▶ Required action:
Each record below should be written out again exactly.

▶ Material supplied:
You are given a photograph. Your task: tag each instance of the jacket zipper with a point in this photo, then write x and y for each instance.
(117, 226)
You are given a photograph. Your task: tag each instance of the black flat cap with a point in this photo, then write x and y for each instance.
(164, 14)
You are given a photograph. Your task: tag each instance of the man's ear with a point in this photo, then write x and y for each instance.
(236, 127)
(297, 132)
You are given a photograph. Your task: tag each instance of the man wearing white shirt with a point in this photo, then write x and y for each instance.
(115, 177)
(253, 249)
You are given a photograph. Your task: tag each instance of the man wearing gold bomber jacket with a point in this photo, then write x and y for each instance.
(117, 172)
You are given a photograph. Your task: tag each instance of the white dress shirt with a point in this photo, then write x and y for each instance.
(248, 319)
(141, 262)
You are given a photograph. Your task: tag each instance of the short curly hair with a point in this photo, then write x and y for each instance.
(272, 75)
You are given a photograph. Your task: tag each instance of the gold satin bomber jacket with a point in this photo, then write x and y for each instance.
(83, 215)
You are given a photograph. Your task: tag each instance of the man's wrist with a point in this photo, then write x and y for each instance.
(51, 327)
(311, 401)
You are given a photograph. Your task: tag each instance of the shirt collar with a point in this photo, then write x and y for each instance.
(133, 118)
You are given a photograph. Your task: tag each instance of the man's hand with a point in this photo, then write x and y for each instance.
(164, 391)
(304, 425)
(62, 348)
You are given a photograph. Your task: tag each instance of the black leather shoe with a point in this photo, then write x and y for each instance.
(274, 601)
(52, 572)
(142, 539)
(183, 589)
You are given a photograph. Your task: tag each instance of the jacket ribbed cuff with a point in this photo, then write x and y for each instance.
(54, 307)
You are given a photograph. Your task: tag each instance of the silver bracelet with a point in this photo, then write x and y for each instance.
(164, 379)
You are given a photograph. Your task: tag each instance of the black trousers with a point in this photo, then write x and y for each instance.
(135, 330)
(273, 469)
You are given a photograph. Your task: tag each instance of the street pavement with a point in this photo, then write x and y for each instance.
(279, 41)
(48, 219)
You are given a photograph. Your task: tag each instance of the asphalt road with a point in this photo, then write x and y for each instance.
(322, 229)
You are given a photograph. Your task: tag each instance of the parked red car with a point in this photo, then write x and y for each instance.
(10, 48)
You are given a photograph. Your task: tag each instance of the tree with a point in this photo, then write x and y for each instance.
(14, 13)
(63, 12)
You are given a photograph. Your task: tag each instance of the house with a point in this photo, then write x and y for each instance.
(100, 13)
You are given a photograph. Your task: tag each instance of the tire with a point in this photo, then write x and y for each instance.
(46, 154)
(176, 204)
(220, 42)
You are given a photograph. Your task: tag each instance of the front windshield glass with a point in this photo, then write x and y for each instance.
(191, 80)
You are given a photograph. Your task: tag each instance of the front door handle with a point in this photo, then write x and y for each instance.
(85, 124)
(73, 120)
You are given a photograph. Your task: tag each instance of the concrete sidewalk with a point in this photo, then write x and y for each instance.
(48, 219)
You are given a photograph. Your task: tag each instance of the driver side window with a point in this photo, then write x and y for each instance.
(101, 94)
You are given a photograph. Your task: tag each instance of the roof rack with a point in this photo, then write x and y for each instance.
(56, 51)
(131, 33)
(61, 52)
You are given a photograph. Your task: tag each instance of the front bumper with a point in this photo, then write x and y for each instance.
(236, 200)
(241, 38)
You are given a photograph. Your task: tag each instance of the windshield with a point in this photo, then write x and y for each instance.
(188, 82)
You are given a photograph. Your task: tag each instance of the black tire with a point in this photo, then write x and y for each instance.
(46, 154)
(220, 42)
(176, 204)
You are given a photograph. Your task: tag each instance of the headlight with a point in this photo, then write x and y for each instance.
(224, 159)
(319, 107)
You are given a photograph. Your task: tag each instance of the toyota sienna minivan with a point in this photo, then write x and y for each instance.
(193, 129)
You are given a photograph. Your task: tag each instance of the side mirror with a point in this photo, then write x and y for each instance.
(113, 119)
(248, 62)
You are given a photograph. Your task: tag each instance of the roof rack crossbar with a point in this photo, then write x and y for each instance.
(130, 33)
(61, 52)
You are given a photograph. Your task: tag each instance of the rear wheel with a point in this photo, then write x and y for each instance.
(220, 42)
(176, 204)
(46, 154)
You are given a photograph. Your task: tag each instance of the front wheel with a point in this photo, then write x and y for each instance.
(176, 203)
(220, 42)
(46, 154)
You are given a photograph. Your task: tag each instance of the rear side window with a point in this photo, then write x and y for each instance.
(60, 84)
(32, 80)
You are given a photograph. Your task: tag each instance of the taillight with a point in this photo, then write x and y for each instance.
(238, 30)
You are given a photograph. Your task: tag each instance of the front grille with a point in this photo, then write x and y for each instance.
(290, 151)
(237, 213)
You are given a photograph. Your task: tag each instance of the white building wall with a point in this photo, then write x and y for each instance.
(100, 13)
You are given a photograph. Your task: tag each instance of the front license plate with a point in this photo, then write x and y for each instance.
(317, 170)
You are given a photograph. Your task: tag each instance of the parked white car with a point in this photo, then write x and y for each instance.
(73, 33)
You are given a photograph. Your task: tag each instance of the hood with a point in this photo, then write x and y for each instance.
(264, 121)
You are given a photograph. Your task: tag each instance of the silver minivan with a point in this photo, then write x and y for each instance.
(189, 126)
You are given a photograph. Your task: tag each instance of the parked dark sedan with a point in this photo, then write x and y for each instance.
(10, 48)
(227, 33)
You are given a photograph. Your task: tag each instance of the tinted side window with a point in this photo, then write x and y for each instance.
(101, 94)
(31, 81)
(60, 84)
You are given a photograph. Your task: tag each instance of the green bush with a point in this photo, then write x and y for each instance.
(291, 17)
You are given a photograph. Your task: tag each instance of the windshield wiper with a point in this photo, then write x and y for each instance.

▶ Task response:
You are given a photograph. Your task: tag each instance of the jacket zipper with a point in this photo, then write x and y for each instance.
(117, 226)
You are given a photograph. Your task: tag each instance of the black flat cap with a point in this photo, then write x and y for each instance.
(164, 14)
You are given a photograph. Your task: tag each instance of the man's ear with a point in this photo, then write x and y for each instance.
(236, 127)
(297, 132)
You are given a photograph. Your task: tag each instance of the man wearing white shirt with a point in this photo, then write x and y for each instance.
(115, 177)
(253, 249)
You are given a photograph. Your task: tag each instance of the man wearing gold bomber jacket with a point in this photo, then write x and y for each instance.
(117, 172)
You are given a photograph. Your task: tag each instance of the white dress shirt with a point in this photo, then write x and y for each instance.
(248, 319)
(141, 262)
You are given a photograph. Your task: tag each instance of the short curly hair with a point in this photo, then write x and y for each instance.
(272, 75)
You are given a photograph. Your task: tag each instance of the gold satin bomber jacket with a point in this photo, then write x and y for each instance.
(83, 215)
You are given a photograph. Your task: tag each instance of the man's wrist with a point in this photo, then write x and y for each instance.
(51, 327)
(311, 401)
You are given a photograph. Your task: tag each instance of the shirt collar with a point in this photo, then write x and y for each instance.
(133, 118)
You are given a photograph. Your task: tag each instance of the man's hand with a point in this photo, then write x and y for each instance.
(164, 391)
(304, 425)
(62, 348)
You are given a photograph. Your task: tag each instance of the black leather shoe with a point in this photo, then write x and y for each instance.
(274, 601)
(52, 572)
(142, 539)
(183, 589)
You are given a photograph. Your task: tag each instance of the jacket ribbed cuff with a point in this photo, then write x and y for each instance.
(54, 307)
You are given a photograph. Your task: tag each instance of the silver bracelet with a point in this photo, then write x and y for each instance.
(164, 379)
You are given a photograph. Your task: tag each instance of the black trousers with a point in this photo, then write x and y for each instance.
(135, 330)
(273, 469)
You are given a photograph. Your task: tag each instance of the street pavement with a point in this photo, then write x and y for each instance.
(279, 41)
(48, 219)
You are given a photograph. Your task: tag each instance of the asphalt road with a point in this photo, then write x and y for each instance.
(322, 229)
You are given a photograph. Your task: tag each instance of the parked red car with a point in this photo, then write x and y for each instance.
(10, 48)
You are given a photograph. Your task: tag each instance of the tree with a point in this photo, then write x and y for each instance.
(14, 13)
(63, 12)
You are given a photograph. Your task: tag each instance of the house with a point in this photo, then write x and y for each instance.
(100, 13)
You are given a photograph. Your task: tag each instance of the tire with a point in this photo, then write x and y for each instance.
(46, 154)
(176, 204)
(220, 42)
You are given a photograph. Your task: tag each instance of the front windshield glass with a point in this photo, then write x and y for each instance.
(191, 80)
You are given a photograph. Your task: tag each instance of the front door handle with a point in this photo, then write x and y for each instance.
(85, 124)
(73, 120)
You are given a photograph. Your task: tag each instance of the concrete sidewalk with a point in this photo, then write x and y for each instance.
(48, 219)
You are given a photograph. Your task: tag each instance of the driver side window with a point in this photo, then write x and y for each instance.
(101, 94)
You are given a photograph. Your task: tag each instance of the roof rack with a point in this photo, then write x and y for each instance.
(56, 51)
(131, 33)
(61, 52)
You are given a photograph. Your task: tag each instance of the front bumper with a point in this photo, then write x and y for each instance.
(236, 200)
(241, 38)
You are given a photograph. Your task: tag each instance of the windshield with a point in this photo, then write x and y for each instance.
(188, 82)
You are given a photograph. Your task: tag each instance of the black tire with a point in this photo, then write x and y for each instance.
(46, 154)
(220, 42)
(176, 204)
You are given a photograph. Your task: tag each instance of the headlight with a point in this photo, then write x and y for each instance.
(224, 159)
(319, 107)
You are given a photograph. Your task: tag each instance of the toyota sienna minivan with a point in this photo, then write x and y for each instance.
(193, 129)
You are given a photograph. Your task: tag each instance of the side mirror with a point in this photo, then write x and y for each instance.
(113, 119)
(248, 62)
You are given a photograph. Your task: tag each instance of the roof rack crossbar with a point in this photo, then write x and y for each instance.
(130, 33)
(61, 52)
You are given a photograph. Your task: tag each instance of the rear wheel with a point in this photo, then write x and y for each instance.
(220, 42)
(176, 204)
(46, 154)
You are given a photograph. Your task: tag each instance of the front wheel with a point in this photo, then write x and y for each instance.
(176, 203)
(220, 42)
(46, 154)
You are given a photograph. Your task: tag each instance of the rear side window with a point in this photo, then write x and y for each instance.
(60, 84)
(32, 80)
You are given a photograph. Your task: tag each instance of the taillight with a point in this photo, then write x and y for each instance.
(238, 30)
You are given a photograph. Your task: tag each instance of the front grille with a point in this photo, then write x and y for each instance.
(290, 151)
(237, 213)
You are given a photograph. Your task: tag each instance of the white building wall with a point in this photo, then write x and y for each instance.
(100, 13)
You are given a photograph. Your task: tag each instance of the front license plate with a point in this photo, then write x and y for each instance.
(317, 170)
You are given a photograph. Your task: tag each instance of the parked white car with a point in this photo, then write x and y for each instance.
(73, 33)
You are given a photograph. Your task: tag each instance of the hood with a point in this photo, then write x and y for each instance.
(264, 121)
You are given a photograph. Your task: tag each instance of the silver minivan with a point in this photo, then write x and y for each instance.
(189, 126)
You are given a photograph. Your task: tag each instance of the parked dark sedan with a point in this photo, then write x and y for each instance.
(10, 48)
(227, 33)
You are given a photograph. Your task: tag each instance of the tinted side window with a point in this photo, then write x and y for each instance.
(101, 94)
(31, 81)
(60, 84)
You are given a photograph. Your task: tag each instance of the green bush with a point in this photo, then write x and y for each instance.
(291, 17)
You are given a photograph. Your task: tag each instance of the windshield wiper with a point in this photo, then write x and y for each instance.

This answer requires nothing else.